• Task brief
Can you write out the listing below again with every "marker" changed to "dot", leaving everything else as it is and leaving out the pictures?

• Available data
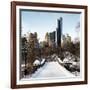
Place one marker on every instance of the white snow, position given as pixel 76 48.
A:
pixel 51 70
pixel 59 60
pixel 43 60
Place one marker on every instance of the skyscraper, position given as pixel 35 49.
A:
pixel 59 32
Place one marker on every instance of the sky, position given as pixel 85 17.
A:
pixel 42 22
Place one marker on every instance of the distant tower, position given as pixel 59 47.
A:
pixel 59 32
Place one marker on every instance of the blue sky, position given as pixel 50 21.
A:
pixel 42 22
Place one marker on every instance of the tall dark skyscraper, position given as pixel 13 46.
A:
pixel 59 32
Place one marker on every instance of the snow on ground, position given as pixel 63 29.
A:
pixel 51 70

• Solution for this problem
Place one dot on every instance of the white snow, position given as pixel 76 48.
A:
pixel 51 70
pixel 59 60
pixel 43 60
Place one dot on every instance of the skyscraper, position given as pixel 35 49.
A:
pixel 59 32
Place one dot on every instance of the sky, position given as pixel 85 17.
A:
pixel 42 22
Place one dot on every instance of the distant tower, position given as pixel 59 47.
A:
pixel 59 32
Place one dot on every instance of the blue sky, position given as pixel 50 21.
A:
pixel 42 22
Place one dot on every instance of the tall dark skyscraper, position given as pixel 13 46.
A:
pixel 59 32
Place one dot on every instance of the snow on ground, position given as pixel 63 29.
A:
pixel 51 70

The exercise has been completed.